■ DIRECTIONS: From the listing below, copy every line with the word "blue".

______

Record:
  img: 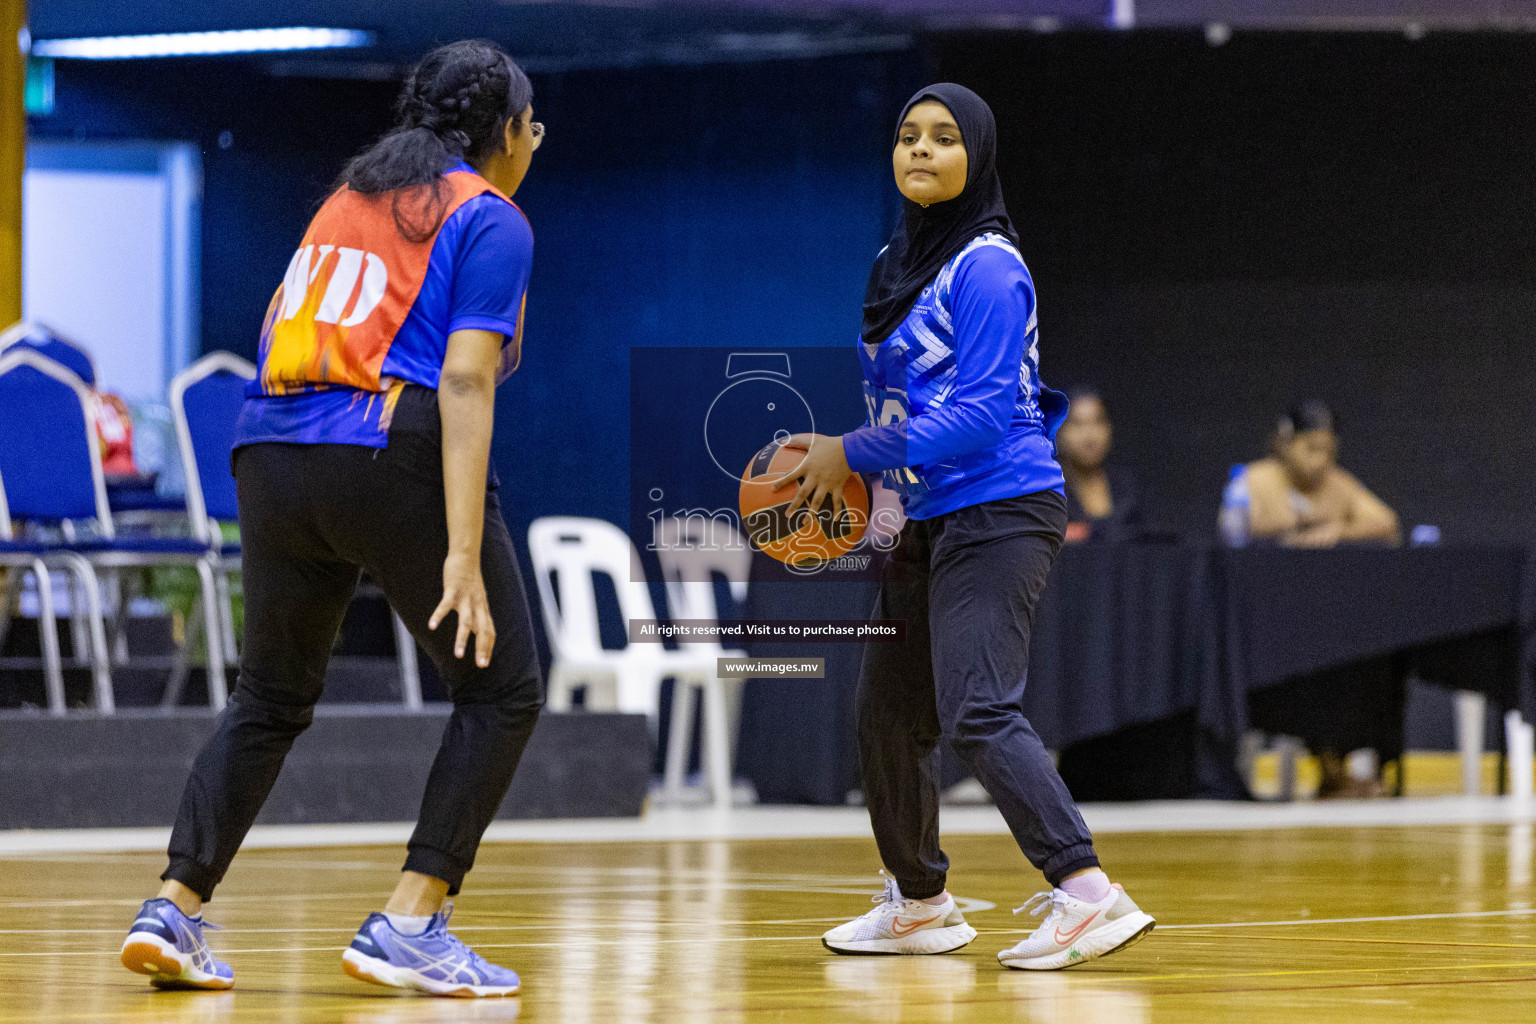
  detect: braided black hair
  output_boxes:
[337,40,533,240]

______

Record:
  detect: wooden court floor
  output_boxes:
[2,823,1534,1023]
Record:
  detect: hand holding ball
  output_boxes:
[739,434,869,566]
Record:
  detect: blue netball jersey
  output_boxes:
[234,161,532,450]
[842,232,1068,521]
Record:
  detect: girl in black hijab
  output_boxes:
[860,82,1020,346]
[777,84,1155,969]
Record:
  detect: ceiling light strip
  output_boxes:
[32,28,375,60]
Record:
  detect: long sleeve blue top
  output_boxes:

______

■ REPLY TO THE TASK:
  detect: blue netball jersey
  detect: long sleeve blue top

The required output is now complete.